Transcribe exactly, and only, the lines that run from the one containing "[mark] broken wooden" through the end of the records.
[Opening EXTRACTED DATA section]
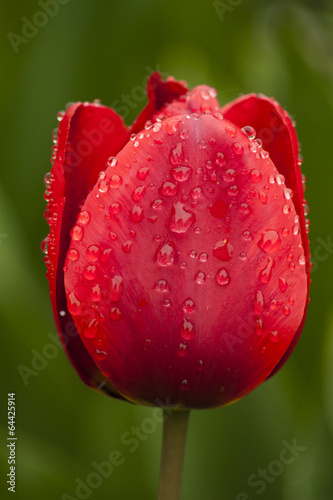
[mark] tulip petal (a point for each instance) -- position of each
(88, 135)
(276, 130)
(159, 94)
(189, 282)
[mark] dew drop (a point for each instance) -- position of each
(196, 192)
(255, 175)
(187, 329)
(116, 285)
(93, 253)
(249, 131)
(302, 260)
(176, 156)
(114, 314)
(269, 241)
(90, 272)
(220, 159)
(181, 351)
(136, 214)
(103, 187)
(283, 285)
(231, 132)
(172, 126)
(275, 336)
(162, 286)
(90, 331)
(95, 293)
(127, 246)
(200, 277)
(262, 197)
(113, 236)
(286, 310)
(166, 253)
(142, 173)
(73, 304)
(44, 245)
(266, 273)
(203, 257)
(222, 277)
(218, 209)
(181, 174)
(77, 233)
(168, 188)
(188, 306)
(259, 303)
(223, 250)
(83, 218)
(115, 181)
(138, 193)
(181, 218)
(259, 326)
(238, 148)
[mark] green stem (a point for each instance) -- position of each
(173, 450)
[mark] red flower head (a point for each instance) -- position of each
(178, 259)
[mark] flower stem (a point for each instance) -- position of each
(173, 450)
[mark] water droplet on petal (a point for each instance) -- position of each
(259, 303)
(136, 214)
(283, 284)
(93, 252)
(95, 293)
(238, 148)
(116, 285)
(223, 250)
(115, 181)
(255, 175)
(138, 193)
(218, 209)
(115, 314)
(176, 156)
(181, 174)
(172, 126)
(262, 197)
(269, 241)
(222, 277)
(127, 246)
(266, 273)
(188, 306)
(73, 304)
(142, 173)
(91, 330)
(166, 253)
(90, 272)
(249, 132)
(77, 233)
(275, 336)
(181, 218)
(220, 159)
(196, 192)
(83, 218)
(187, 329)
(168, 188)
(200, 277)
(162, 286)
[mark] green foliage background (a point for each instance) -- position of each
(97, 49)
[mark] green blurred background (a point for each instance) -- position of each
(97, 49)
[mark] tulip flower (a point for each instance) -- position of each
(178, 257)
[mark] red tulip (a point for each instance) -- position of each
(178, 258)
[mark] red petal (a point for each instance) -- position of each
(277, 132)
(88, 135)
(189, 306)
(159, 94)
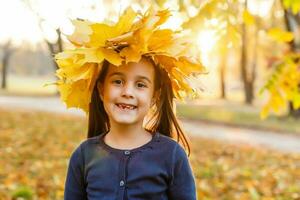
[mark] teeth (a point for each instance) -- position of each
(126, 106)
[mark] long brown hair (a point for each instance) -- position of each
(164, 117)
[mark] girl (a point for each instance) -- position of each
(122, 80)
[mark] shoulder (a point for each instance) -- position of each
(176, 151)
(84, 147)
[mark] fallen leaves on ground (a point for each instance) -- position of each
(35, 148)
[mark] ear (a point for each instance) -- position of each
(154, 99)
(100, 90)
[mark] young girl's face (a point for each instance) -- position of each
(127, 93)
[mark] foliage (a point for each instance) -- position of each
(226, 29)
(133, 36)
(35, 148)
(22, 193)
(294, 5)
(283, 85)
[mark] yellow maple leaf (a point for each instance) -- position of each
(280, 35)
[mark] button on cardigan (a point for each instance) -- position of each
(158, 170)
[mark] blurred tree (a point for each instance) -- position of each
(283, 84)
(292, 21)
(223, 13)
(7, 51)
(53, 46)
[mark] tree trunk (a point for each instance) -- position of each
(288, 17)
(222, 76)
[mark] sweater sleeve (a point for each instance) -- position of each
(182, 184)
(74, 185)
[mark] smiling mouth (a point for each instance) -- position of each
(126, 106)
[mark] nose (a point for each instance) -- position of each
(128, 91)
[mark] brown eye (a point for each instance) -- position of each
(117, 81)
(141, 85)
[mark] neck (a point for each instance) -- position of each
(127, 134)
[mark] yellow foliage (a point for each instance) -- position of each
(248, 18)
(283, 86)
(280, 35)
(134, 35)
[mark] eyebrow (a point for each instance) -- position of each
(138, 76)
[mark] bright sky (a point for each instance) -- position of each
(19, 23)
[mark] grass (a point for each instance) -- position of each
(35, 149)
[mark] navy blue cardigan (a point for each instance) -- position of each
(157, 170)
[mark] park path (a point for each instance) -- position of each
(287, 143)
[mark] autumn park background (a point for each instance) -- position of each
(244, 128)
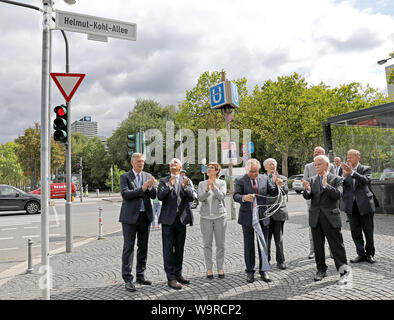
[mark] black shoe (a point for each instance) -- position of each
(174, 285)
(130, 286)
(250, 277)
(264, 275)
(320, 275)
(358, 259)
(182, 280)
(143, 281)
(282, 266)
(370, 259)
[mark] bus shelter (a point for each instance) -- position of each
(371, 131)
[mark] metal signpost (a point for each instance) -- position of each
(224, 96)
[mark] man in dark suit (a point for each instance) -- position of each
(338, 168)
(246, 192)
(136, 215)
(359, 205)
(324, 190)
(175, 192)
(277, 220)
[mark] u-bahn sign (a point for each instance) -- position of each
(95, 26)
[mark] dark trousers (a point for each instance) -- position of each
(173, 239)
(276, 230)
(130, 232)
(249, 248)
(358, 225)
(334, 237)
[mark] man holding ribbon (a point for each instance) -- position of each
(251, 191)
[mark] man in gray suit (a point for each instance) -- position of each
(277, 220)
(309, 172)
(136, 215)
(325, 190)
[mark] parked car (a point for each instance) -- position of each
(194, 203)
(297, 184)
(13, 199)
(58, 190)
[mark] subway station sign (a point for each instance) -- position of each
(96, 26)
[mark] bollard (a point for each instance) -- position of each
(100, 237)
(29, 256)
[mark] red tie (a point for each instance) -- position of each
(256, 191)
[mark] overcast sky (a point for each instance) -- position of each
(332, 41)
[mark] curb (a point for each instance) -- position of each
(21, 268)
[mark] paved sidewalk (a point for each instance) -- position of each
(93, 270)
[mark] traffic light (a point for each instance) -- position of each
(134, 144)
(60, 124)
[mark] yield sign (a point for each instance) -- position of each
(67, 83)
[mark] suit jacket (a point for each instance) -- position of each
(357, 188)
(218, 193)
(282, 213)
(243, 186)
(132, 195)
(325, 200)
(170, 200)
(310, 171)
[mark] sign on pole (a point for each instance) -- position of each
(67, 83)
(97, 28)
(224, 94)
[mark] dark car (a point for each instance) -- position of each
(194, 203)
(12, 199)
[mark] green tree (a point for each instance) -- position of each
(116, 176)
(10, 168)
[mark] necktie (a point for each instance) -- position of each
(256, 191)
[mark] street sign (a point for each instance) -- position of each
(224, 94)
(100, 27)
(67, 83)
(229, 153)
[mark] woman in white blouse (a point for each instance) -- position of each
(211, 194)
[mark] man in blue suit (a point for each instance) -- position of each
(136, 215)
(248, 191)
(175, 192)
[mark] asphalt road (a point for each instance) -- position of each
(16, 227)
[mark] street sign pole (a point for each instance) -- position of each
(226, 112)
(44, 167)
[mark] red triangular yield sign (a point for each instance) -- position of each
(67, 83)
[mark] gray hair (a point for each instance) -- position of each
(176, 160)
(267, 161)
(323, 157)
(249, 163)
(136, 155)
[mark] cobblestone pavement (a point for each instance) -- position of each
(93, 270)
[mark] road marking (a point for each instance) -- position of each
(8, 249)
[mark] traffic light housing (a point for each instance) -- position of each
(134, 143)
(60, 123)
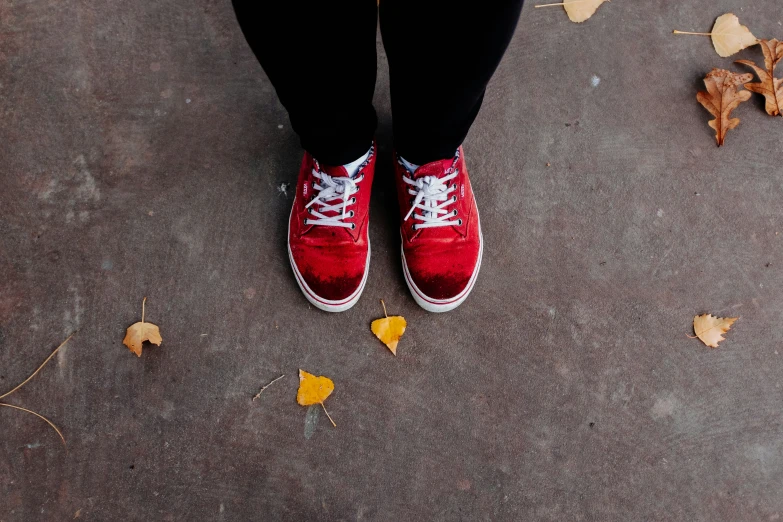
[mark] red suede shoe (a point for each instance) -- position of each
(441, 233)
(328, 242)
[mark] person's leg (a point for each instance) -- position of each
(320, 57)
(440, 61)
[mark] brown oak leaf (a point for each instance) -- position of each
(722, 97)
(770, 87)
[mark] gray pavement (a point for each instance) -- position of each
(142, 154)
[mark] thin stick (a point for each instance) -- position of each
(267, 386)
(327, 414)
(39, 368)
(37, 415)
(560, 3)
(687, 32)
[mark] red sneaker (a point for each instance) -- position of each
(328, 243)
(441, 233)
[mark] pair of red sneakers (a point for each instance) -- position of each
(329, 244)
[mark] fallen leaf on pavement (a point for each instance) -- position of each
(139, 332)
(389, 329)
(710, 329)
(578, 10)
(314, 390)
(770, 87)
(728, 36)
(722, 97)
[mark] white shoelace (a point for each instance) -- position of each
(333, 195)
(431, 196)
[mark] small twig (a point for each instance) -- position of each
(267, 386)
(327, 414)
(561, 3)
(687, 32)
(39, 368)
(39, 416)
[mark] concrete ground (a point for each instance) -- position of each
(143, 153)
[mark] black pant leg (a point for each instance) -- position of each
(441, 57)
(320, 57)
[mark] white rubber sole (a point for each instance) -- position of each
(319, 302)
(443, 305)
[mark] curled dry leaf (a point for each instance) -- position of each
(729, 37)
(770, 87)
(580, 10)
(710, 329)
(389, 329)
(139, 332)
(314, 390)
(722, 97)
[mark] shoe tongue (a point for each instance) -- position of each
(335, 172)
(436, 168)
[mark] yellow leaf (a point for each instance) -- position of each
(580, 10)
(139, 332)
(729, 37)
(314, 390)
(710, 329)
(389, 329)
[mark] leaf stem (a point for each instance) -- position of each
(39, 416)
(687, 32)
(39, 368)
(327, 414)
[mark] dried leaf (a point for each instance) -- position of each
(770, 87)
(710, 329)
(722, 97)
(139, 332)
(580, 10)
(389, 329)
(314, 390)
(729, 37)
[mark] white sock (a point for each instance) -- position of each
(408, 165)
(353, 167)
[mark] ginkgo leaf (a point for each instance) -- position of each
(139, 332)
(722, 97)
(710, 329)
(728, 36)
(770, 87)
(314, 390)
(580, 10)
(389, 329)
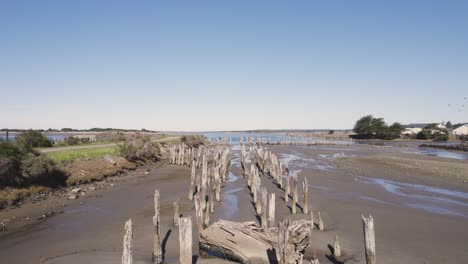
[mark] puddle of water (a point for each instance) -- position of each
(417, 196)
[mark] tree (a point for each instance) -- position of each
(27, 140)
(432, 131)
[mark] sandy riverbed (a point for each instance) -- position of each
(419, 217)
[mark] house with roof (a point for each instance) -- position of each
(461, 130)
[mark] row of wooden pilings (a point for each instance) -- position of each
(209, 167)
(296, 141)
(268, 163)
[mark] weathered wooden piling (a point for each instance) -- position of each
(336, 247)
(305, 191)
(185, 240)
(320, 221)
(127, 254)
(295, 196)
(157, 250)
(176, 214)
(271, 210)
(198, 214)
(283, 239)
(264, 206)
(369, 238)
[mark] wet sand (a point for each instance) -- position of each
(418, 219)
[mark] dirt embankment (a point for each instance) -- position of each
(423, 168)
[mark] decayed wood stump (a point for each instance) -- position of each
(247, 242)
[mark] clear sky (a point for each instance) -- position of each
(231, 65)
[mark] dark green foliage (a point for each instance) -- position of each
(368, 127)
(140, 149)
(27, 140)
(23, 168)
(433, 132)
(72, 140)
(10, 161)
(39, 169)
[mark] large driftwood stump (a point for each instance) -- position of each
(369, 238)
(249, 243)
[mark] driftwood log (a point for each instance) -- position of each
(248, 242)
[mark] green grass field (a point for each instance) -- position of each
(73, 154)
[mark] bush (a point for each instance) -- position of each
(10, 161)
(27, 140)
(39, 169)
(368, 127)
(433, 132)
(72, 140)
(140, 149)
(193, 140)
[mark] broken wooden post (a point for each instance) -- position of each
(157, 250)
(295, 196)
(305, 190)
(185, 240)
(320, 222)
(211, 202)
(192, 180)
(176, 213)
(369, 238)
(271, 209)
(127, 255)
(264, 206)
(336, 247)
(312, 219)
(207, 215)
(283, 239)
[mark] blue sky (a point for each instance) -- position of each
[Closing EXTRACTED DATA section]
## RESPONSE TO THIS TASK:
[mark] broken wooden post (a point for each instance) -- position of each
(157, 250)
(295, 196)
(305, 190)
(185, 240)
(320, 222)
(211, 202)
(192, 180)
(176, 213)
(369, 238)
(271, 209)
(127, 255)
(264, 206)
(336, 247)
(312, 219)
(207, 215)
(283, 239)
[mark] blue sky (a point for each instance) -- position of each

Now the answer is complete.